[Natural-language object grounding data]
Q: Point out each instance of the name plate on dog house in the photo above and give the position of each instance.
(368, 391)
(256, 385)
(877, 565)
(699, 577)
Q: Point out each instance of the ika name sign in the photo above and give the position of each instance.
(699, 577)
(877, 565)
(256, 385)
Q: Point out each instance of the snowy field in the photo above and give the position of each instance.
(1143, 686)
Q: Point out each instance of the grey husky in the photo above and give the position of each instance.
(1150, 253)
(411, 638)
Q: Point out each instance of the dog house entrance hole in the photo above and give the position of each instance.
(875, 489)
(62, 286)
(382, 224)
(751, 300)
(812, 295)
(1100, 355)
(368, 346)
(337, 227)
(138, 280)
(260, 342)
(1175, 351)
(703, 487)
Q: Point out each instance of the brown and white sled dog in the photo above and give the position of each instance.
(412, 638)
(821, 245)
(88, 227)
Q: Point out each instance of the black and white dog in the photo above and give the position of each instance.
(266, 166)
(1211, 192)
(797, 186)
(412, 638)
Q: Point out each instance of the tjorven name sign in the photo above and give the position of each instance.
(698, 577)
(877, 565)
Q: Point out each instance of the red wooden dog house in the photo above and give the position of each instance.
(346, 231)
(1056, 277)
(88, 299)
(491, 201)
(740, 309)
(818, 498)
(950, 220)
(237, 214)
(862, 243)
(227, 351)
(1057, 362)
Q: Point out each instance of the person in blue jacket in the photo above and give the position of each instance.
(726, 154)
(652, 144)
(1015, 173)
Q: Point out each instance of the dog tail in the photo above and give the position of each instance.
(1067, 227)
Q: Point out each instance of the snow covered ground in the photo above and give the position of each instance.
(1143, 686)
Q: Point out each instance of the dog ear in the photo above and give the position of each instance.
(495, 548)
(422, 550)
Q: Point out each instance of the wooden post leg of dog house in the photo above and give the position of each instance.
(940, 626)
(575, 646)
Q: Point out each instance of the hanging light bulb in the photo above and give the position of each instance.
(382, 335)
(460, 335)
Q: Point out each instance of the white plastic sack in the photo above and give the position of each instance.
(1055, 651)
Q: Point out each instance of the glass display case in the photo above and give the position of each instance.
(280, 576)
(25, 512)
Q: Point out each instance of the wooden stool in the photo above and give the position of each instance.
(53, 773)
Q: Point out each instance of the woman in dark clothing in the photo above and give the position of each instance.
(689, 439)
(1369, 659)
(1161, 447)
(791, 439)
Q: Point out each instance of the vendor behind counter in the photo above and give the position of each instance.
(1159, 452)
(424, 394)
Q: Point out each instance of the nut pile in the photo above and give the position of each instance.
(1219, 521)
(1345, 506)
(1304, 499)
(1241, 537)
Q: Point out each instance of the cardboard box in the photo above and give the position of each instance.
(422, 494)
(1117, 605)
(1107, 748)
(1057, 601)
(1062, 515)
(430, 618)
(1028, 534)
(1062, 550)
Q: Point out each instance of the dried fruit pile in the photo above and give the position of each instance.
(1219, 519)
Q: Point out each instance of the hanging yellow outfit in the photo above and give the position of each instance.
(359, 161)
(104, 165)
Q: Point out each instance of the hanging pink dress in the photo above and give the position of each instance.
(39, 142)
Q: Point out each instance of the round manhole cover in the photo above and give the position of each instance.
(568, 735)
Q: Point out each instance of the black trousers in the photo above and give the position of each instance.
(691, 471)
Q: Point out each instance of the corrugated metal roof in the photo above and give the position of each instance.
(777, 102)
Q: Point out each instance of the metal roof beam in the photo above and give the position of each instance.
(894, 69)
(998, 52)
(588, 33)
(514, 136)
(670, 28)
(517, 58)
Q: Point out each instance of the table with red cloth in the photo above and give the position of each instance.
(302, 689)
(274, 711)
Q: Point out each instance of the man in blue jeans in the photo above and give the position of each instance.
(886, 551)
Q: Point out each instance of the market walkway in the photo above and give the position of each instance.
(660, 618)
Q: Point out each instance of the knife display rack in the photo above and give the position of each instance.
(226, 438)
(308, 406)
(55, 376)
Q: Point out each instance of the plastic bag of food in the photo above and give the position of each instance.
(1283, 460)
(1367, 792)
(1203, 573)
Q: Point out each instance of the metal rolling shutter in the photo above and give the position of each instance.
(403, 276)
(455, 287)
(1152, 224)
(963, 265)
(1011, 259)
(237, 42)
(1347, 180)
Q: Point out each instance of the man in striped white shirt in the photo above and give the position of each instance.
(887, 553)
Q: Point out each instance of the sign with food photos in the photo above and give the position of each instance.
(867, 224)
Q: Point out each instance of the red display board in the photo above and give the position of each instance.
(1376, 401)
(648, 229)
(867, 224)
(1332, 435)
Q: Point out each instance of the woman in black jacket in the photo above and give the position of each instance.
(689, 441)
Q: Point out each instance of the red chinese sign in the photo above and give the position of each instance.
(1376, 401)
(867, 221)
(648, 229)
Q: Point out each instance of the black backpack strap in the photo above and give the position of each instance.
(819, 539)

▶ _Task_: Could you output all of the records above exactly as given?

▶ _Task answer_:
Q: Point out each instance of the name plate on dog house in the photo above and give the position of each instance.
(368, 391)
(256, 385)
(877, 565)
(699, 577)
Q: Point out each instance of the ika name sign in the photo above and give the position of each instance.
(699, 577)
(877, 565)
(256, 385)
Q: Point out each instance of the snowy field in the photo above and give the position of each instance.
(1143, 686)
Q: Point out each instance of the grey husky in the photo above and give the position of each instance.
(1150, 253)
(411, 638)
Q: Point out each instance of the dog house entrance hole in the photo above and give the position of each instance.
(875, 489)
(62, 286)
(382, 224)
(751, 300)
(812, 295)
(1100, 355)
(368, 346)
(337, 227)
(138, 280)
(260, 342)
(1175, 351)
(703, 487)
Q: Point out each instance of the brown and white sled dog in the photo above and give the position of each instance.
(412, 638)
(821, 245)
(88, 227)
Q: Point out each instance of the black and white dog in the photo above and give the position of each instance.
(266, 166)
(1211, 192)
(797, 186)
(412, 638)
Q: Point out each instance of the tjorven name sign in the photo above and give the position of each instance.
(698, 577)
(877, 565)
Q: Point out each instance of the red wooden dog house in the photo above and give the position of each instance.
(346, 231)
(1056, 277)
(88, 299)
(491, 201)
(740, 309)
(818, 498)
(950, 220)
(237, 214)
(862, 243)
(227, 351)
(1057, 362)
Q: Point out each instance of the person in blue jacket in the photo above and give the position of each instance.
(726, 154)
(652, 144)
(1015, 173)
Q: Point out each instance of the dog tail in the photo above and give the position of each instance.
(1067, 227)
Q: Point out each instance of the snow covered ground in the photo above and give the position of each instance.
(1143, 686)
Q: Point out each instance of the dog ear in the photo above and give the position of each instance.
(495, 548)
(422, 550)
Q: Point out each instance of the wooden post leg of dog house in the photo above and give the position of each instance.
(940, 626)
(575, 646)
Q: Point out each instance of the hanging light bulb in the photo above and give the position of each instance.
(382, 335)
(460, 335)
Q: Point out each instance of the white plastic sack in the photo above and give the position of each instance.
(1055, 651)
Q: Point out each instance of the glass display case in the photo above and give the position of each instance.
(280, 576)
(25, 512)
Q: Point out each instance of the wooden stool in the photo above and give the position of each instance.
(53, 773)
Q: Point out each instance of the woman in dark clothing in the photo above and give the position of each instance.
(689, 439)
(1369, 659)
(1161, 447)
(791, 439)
Q: Point out each instance of the vendor behind counter in the photo above and give the position of each instance.
(1159, 452)
(424, 394)
Q: Point out each instance of the nut pile in the photo above and give the position of each instance.
(1219, 521)
(1345, 506)
(1304, 499)
(1241, 537)
Q: Point out each instance of the cardboard box in the photo above and give the position of each instance.
(422, 494)
(1117, 605)
(1107, 748)
(1057, 601)
(1062, 515)
(430, 618)
(1028, 534)
(1062, 550)
Q: Point out each instance of the dried fruit pile in the photo above and give the position of each instance.
(1219, 519)
Q: Point out each instance of the hanging yellow outfit in the photo above and give the position of each instance.
(359, 161)
(104, 165)
Q: Point out each instance of the hanging pink dress in the photo above and give the position of each instance.
(39, 142)
Q: Point out each instance of the round manhole cover in the photo above and give the position of each instance.
(568, 735)
Q: Point out each instance of the black trousers in the photo above and give the position of each instance.
(691, 471)
Q: Point out each instance of the corrugated metal roof in the photo above and give the position of each instance.
(777, 102)
Q: Point out each instance of the metal roof beam in the photo above and give the position of each instance.
(894, 69)
(998, 52)
(588, 33)
(514, 136)
(670, 28)
(517, 58)
Q: Point out each instance of the table with red cloth in the photo above and give the position of each instance.
(302, 689)
(274, 711)
Q: Point out each instance of the man in blue jeans in the photo above and give the position of each instance.
(886, 551)
Q: Point out each instance of the market walkway in the photo above and give the position of each instance.
(660, 618)
Q: Point out each instance of the knife display rack in the photo above and give the position of each instance.
(226, 438)
(308, 406)
(55, 376)
Q: Point out each instance of the plastic bag of food in the photo above and give the position of each instance.
(1283, 460)
(1367, 792)
(1203, 573)
Q: Point out each instance of the metal rolling shutter in the photo above and give the position of each instance.
(403, 276)
(455, 287)
(1152, 224)
(963, 265)
(1011, 259)
(237, 42)
(1347, 180)
Q: Point out each instance of the man in striped white shirt in the photo above and give the position of each instance.
(887, 553)
Q: Point out each instance of the sign with food photos in the photo above and give the position of each instance.
(867, 224)
Q: Point out each instance of the red display board in the photo above and give the position of each instance.
(1376, 401)
(648, 229)
(867, 224)
(1332, 435)
Q: Point out each instance of the woman in black jacket in the photo above and give the position of each instance.
(689, 441)
Q: Point out each instance of the red chinese sign in the photo above and give the position of each instance.
(1376, 401)
(867, 221)
(648, 229)
Q: Point out each instance of the black backpack strap in the photo above and give the position of each instance.
(819, 539)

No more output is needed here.